= Challenge 1 =
Decide whether each statement below agrees with the article on common PDF problems. Answer yes or no for each and quote the deciding words from the article.
(a) The trim line measures 8.25″ x 10.75″.
(b) The bleed area trimmed off the outside edge is 0.125″.
(c) Up to half an inch of the inside edge of a page may be lost into the spine of a perfect bound publication.

= Source passage =
PDF 101: Ten Common PDF Problems

We see a lot of PDFs come through the MagCloud site, and while most of them look great, there are some avoidable issues that pop up every so often. Below are ten common PDF problems that can stand in the way of a great looking print publication.

1. Content is too close to the outside edges.
We see a number of great PDFs that have text placed dangerously close to the trim line.   As we discussed in our design series blog post on trim and bleed, it’s important to keep your content within a safe distance of the trim line to avoid having it cut off in your final print publication. Remember that the trim line is 8.25″ x 10.75″ so you need to design to those dimensions NOT the PDF size of 8.5″ by 11″ that you upload to MagCloud. This 8.5″ x 11″ PDF includes a bleed area that will be trimmed off: 0.125″ on the top, 0.125″ on the bottom and 0.25″ on the outside. Since this trim can vary slightly in either direction, we recommend leaving 1/4 inch of extra space between the 8.25″ x 10.75″ trim line and your content, particularly any text content. This will ensure that even if the trim is slightly off, your content will not get cut off, nor will it appear to have been placed too close to the edge of the page.

2. Images are not extending into the bleed area.
Similarly, we see a lot of PDFs where images that the publisher wanted to extend to the edge of the page stop at the trim line. If the trim is even slightly off in the opposite direction in this case, there will appear to be a thin white edge on the image, as shown in our trim and bleed blog post and below. With that in mind, be sure that any images you want to extend to the edge of the printed page, go all the way to the edge of your 8.5″ x 11″ PDF, filling the bleed area (again, 0.125″ top and bottom, 0.25″ on the outside edge).

3. Content is too close to the spine.
Another “edge” to keep in mind is the inside edge of your PDF, where the spine will be on your printed publication. We often see PDFs with text that starts right next to the spine, and becomes lost when printed with a perfect binding. As we described in our design series blog post on designing for perfect binding, up to 1/4 inch of the inside edge of your page may be lost into the spine on a perfect bound publication. It is important to keep this in mind when designing your PDF, and ensure that none of your content is placed close enough to the inside edge that it is in danger of being lost in the final print.

4. Images are distorted across perfect bound spines (especially faces).
In addition to text disappearing into a perfect bound spine, we also see PDFs that have images going across the center spine such that the resulting print appears to be missing up to a half inch in the center of the image due to the perfect binding. As described in our perfect binding blog post, as well as on our Getting Started page, this can be avoided by making the two halves of one image into two separate images within the document, then moving them both out from the spine slightly and duplicating the opposing image within the resulting gutter space. Another trick is to avoid placing the focus of an image on the spine, which will draw attention to this disappearing act and make it more obvious to the viewer. If the focus is moved away from the center spine, any loss of content into the spine area will be less noticeable.

5. PDF uses low resolution images.

= Challenge 2 =
Extract every line of the records that contains the string "yellow". Case counts.

Raw records
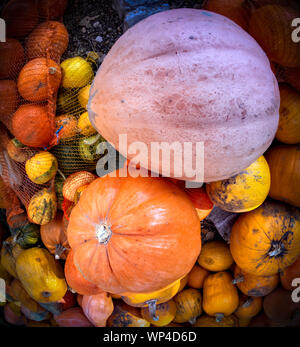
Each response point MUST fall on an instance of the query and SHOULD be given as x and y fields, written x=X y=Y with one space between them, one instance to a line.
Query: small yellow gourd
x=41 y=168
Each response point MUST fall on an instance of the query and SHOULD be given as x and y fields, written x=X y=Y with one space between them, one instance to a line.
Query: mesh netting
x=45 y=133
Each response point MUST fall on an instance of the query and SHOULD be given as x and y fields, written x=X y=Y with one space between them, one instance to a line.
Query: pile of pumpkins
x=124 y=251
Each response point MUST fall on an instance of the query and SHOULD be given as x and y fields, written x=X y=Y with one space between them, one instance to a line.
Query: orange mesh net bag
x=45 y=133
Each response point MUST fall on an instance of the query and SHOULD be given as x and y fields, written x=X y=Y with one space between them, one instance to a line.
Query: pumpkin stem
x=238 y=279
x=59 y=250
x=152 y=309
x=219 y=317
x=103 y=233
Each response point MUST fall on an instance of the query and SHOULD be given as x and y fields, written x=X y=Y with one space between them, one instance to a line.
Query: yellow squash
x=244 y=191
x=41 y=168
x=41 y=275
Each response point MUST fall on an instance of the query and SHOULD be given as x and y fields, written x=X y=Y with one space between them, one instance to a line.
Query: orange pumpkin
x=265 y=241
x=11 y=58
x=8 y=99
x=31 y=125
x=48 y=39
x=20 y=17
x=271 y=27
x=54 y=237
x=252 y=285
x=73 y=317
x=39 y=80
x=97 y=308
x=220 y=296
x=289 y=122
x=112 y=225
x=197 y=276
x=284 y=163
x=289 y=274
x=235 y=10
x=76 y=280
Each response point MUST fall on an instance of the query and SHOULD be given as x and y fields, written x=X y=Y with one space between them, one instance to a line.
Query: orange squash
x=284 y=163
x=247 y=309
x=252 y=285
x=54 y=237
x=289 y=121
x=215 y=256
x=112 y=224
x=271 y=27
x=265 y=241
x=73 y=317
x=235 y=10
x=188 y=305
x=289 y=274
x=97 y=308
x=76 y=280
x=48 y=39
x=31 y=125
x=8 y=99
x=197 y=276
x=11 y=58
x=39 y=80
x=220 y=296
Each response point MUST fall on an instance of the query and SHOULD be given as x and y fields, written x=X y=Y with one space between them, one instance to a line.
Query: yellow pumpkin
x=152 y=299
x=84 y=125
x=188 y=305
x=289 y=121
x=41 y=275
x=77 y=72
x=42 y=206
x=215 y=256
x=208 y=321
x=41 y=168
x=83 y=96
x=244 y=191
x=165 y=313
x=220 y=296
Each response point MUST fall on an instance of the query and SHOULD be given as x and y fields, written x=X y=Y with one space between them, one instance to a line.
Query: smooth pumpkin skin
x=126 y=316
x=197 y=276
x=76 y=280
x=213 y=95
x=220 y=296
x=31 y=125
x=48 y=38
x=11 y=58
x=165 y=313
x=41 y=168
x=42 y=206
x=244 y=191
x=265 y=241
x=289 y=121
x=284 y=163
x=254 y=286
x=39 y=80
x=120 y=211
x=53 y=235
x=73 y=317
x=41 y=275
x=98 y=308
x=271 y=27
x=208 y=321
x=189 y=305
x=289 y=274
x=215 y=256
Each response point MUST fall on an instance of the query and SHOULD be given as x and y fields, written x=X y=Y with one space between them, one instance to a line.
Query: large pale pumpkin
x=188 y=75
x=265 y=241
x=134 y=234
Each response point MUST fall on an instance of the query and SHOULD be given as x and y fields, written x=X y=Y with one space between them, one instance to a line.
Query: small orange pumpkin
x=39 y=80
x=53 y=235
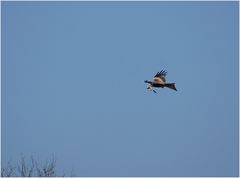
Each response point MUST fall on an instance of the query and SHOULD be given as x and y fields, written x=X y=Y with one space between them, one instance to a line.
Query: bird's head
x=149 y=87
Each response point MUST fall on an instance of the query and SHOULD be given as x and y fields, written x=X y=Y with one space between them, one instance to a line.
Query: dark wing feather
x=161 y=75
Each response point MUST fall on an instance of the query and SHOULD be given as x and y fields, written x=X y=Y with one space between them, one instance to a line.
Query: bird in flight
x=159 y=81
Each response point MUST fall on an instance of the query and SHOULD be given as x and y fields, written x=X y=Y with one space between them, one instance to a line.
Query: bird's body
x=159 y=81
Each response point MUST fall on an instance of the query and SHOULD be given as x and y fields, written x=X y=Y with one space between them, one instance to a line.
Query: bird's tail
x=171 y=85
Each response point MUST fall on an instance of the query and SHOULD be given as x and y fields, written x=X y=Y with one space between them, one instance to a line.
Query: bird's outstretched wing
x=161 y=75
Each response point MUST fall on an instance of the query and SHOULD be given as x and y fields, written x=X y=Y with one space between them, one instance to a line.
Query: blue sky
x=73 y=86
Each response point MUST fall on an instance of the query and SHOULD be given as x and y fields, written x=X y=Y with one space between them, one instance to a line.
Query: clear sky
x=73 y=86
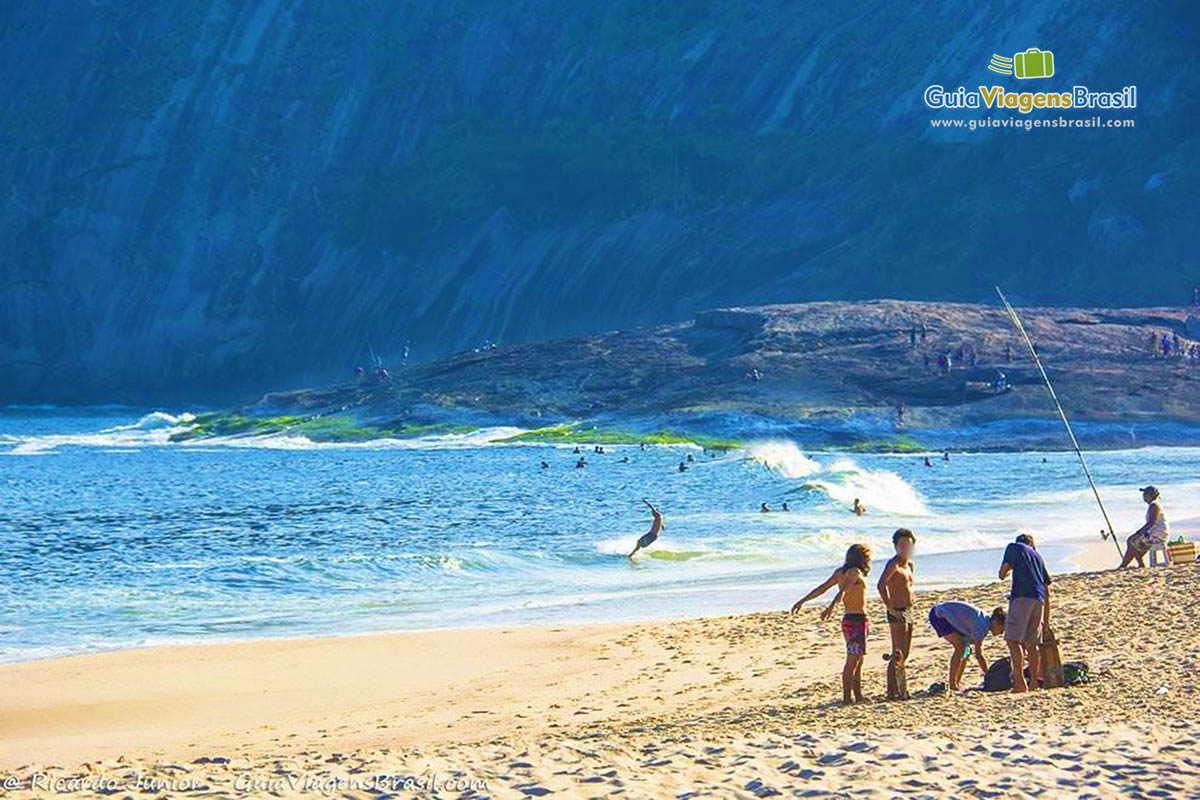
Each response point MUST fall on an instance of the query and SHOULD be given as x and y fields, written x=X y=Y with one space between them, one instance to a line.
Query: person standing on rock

= Finished answer 1 =
(a) Yes: "Remember that the trim line is 8.25″ x 10.75″"
(b) No: "0.25″ on the outside"
(c) No: "up to 1/4 inch of the inside edge of your page may be lost into the spine on a perfect bound publication"

= Finished answer 2 =
Query: small yellow gourd
Query: yellow squash
Query: yellow pumpkin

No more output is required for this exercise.